**Exercise description:** Below is a set of entries. Reproduce exactly the lines from the one containing "Practice: locate the music" through the end, both included.

==== Data in this exercise ====

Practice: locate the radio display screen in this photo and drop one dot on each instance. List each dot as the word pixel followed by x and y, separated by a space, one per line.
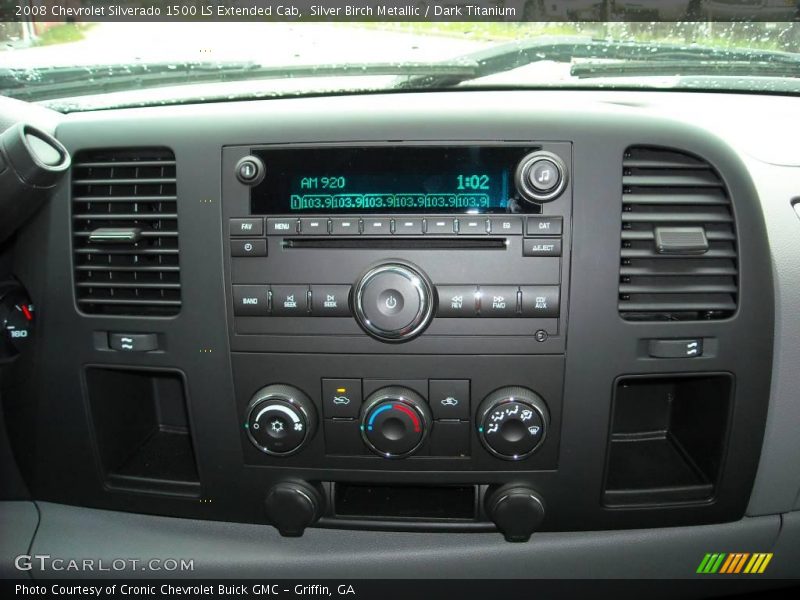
pixel 398 179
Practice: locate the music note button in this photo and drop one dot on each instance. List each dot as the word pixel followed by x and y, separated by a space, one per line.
pixel 544 175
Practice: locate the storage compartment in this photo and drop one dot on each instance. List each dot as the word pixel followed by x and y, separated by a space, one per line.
pixel 668 439
pixel 142 430
pixel 405 501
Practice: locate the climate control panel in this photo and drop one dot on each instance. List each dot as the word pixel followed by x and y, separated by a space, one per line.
pixel 399 420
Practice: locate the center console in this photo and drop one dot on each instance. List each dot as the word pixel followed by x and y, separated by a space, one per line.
pixel 443 317
pixel 422 292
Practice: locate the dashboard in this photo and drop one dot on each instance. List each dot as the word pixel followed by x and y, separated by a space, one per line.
pixel 486 317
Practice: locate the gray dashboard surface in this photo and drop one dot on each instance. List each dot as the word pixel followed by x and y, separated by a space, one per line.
pixel 18 521
pixel 256 551
pixel 766 141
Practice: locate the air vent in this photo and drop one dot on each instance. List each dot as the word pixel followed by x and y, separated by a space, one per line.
pixel 125 232
pixel 679 252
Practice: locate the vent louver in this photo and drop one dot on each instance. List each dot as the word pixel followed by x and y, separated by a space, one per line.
pixel 679 251
pixel 125 232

====

**Written answer:**
Practice: locate the music note button in this photo and drop one dot on each instance. List each dot as the word pixel followed by x and y, separated by a space, one per line.
pixel 544 175
Practice: locate the storage compartment in this photo and drop one dot on each instance. List each dot as the word pixel followed by x and y, separated by a space, one per line.
pixel 668 439
pixel 142 430
pixel 405 501
Practice: locate the climate control panel in this photo and drop one dot on each instance. List each dot as the word pixel followed by x and y, separated by a space, one per line.
pixel 399 420
Practice: locate the center console in this photo and drop one dot on each instance. List each dot as the word pixel followed by x and y, separated by a space, one per line.
pixel 443 317
pixel 422 292
Practice: locate the dashboard in this photo and drop one dot on each instance. List each dot as the word pixel followed by x and y, separated by a space, one per line.
pixel 486 317
Practice: locate the gray dashboard surface in this photo and drop one dot on each instance. List each dot as the word pixel followed by x and y, separated by a space, one per line.
pixel 18 521
pixel 256 551
pixel 766 141
Practice: locate the air vent in this photo and drop one dot on each instance. List each dot as the word pixel followed by x and y, separated by a space, one per line.
pixel 125 232
pixel 679 252
Practice: locate the vent louver in this photo and drop one dot on each instance. List each dot as the word pixel followed by x and y, separated by a space, one per line.
pixel 679 251
pixel 125 232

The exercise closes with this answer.